**TASK:**
Drop the pictures, then repeat every record exactly as it stands.

**PROVIDED RECORDS:**
· · · · ·

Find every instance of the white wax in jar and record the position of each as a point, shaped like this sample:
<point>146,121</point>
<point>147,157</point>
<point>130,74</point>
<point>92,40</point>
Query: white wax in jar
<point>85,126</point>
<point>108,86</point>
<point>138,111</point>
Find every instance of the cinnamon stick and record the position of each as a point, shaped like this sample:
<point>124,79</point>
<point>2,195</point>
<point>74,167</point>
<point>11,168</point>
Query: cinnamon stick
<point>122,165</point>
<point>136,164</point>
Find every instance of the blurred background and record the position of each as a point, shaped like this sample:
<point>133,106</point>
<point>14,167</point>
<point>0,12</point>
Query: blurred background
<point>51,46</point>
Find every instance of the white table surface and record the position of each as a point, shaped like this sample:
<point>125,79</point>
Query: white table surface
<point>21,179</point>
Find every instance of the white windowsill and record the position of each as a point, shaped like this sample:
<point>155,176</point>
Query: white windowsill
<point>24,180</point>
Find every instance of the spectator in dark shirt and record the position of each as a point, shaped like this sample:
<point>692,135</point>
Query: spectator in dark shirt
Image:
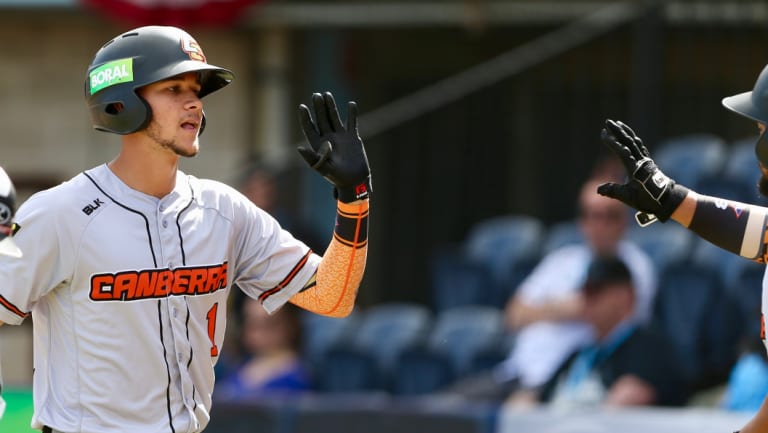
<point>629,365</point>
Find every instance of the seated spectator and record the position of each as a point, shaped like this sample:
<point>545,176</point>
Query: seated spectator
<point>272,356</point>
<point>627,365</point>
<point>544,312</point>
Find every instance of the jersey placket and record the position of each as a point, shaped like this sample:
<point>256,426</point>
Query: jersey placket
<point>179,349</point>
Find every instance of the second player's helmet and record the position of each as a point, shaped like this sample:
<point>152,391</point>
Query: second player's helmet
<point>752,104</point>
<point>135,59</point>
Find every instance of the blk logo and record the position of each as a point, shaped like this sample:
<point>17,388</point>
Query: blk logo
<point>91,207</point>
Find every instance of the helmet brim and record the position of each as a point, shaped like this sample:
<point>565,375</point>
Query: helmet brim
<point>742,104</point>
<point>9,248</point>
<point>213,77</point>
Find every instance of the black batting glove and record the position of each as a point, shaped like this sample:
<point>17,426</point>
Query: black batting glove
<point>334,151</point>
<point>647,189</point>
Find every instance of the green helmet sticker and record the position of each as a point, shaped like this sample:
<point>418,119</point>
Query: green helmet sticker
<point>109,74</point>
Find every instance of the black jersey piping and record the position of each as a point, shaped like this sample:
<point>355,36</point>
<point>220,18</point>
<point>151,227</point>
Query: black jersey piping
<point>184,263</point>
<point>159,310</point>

· · · · ·

**RESPONSE BOX:**
Find every instance of the white wax in jar and record the position of each as a point, shaped like this sample:
<point>146,121</point>
<point>147,157</point>
<point>130,74</point>
<point>92,40</point>
Query: white wax in jar
<point>85,126</point>
<point>108,86</point>
<point>138,111</point>
Find every instance of the cinnamon stick and record the position of each as a point, shaped like this sample:
<point>124,79</point>
<point>2,195</point>
<point>74,167</point>
<point>11,168</point>
Query: cinnamon stick
<point>122,165</point>
<point>136,164</point>
Find every instance of the blurred background and record the position of each as a point, shaped like this sample:
<point>133,106</point>
<point>14,167</point>
<point>0,12</point>
Query: blurred background
<point>51,46</point>
Find every instance of the white table surface and record the position of each as a point, shaped like this sample:
<point>125,79</point>
Query: white table surface
<point>21,179</point>
Find every instance of the white windowsill and record the position of each as a point, shaped like this sample:
<point>155,176</point>
Query: white windowsill
<point>24,180</point>
Find every instance of the spectator in dark shirt and record the position of each as a point, shaped like this sample:
<point>692,135</point>
Query: spectator in dark shirt
Image:
<point>629,365</point>
Find every instance of the seated spectator and record the position of each as a point, shaped like this sample:
<point>545,176</point>
Query: seated spectator
<point>272,356</point>
<point>627,365</point>
<point>544,312</point>
Find every instance of the jersey placket and record the position of each as a point, shaped like this sample:
<point>256,426</point>
Query: jersey placket
<point>179,349</point>
Find every instance of the second player's helmet and record the position of each as a point, shaped like this sample:
<point>152,391</point>
Query: second player's helmet
<point>752,104</point>
<point>135,59</point>
Find every instance of the blk logo and record the position of each as a point, shaped like this sample:
<point>17,388</point>
Query: blk logo
<point>91,207</point>
Find every instance of the helmet brim and record the position of each as a point, shaped like this sample:
<point>565,375</point>
Query: helmet brim
<point>742,104</point>
<point>9,248</point>
<point>213,77</point>
Find every instance of the black batting glove and record the position of each as a point, shaped like this sample:
<point>17,426</point>
Query: black batting glove
<point>334,151</point>
<point>647,189</point>
Find every instance of the green helmet sticker and record the position of each as a point, shaped like this sample:
<point>418,119</point>
Query: green helmet sticker
<point>109,74</point>
Find every instance of the black jersey piping and record the position of each as a point, shaped like this sample:
<point>355,36</point>
<point>220,18</point>
<point>151,227</point>
Query: black jersey piping
<point>184,263</point>
<point>159,310</point>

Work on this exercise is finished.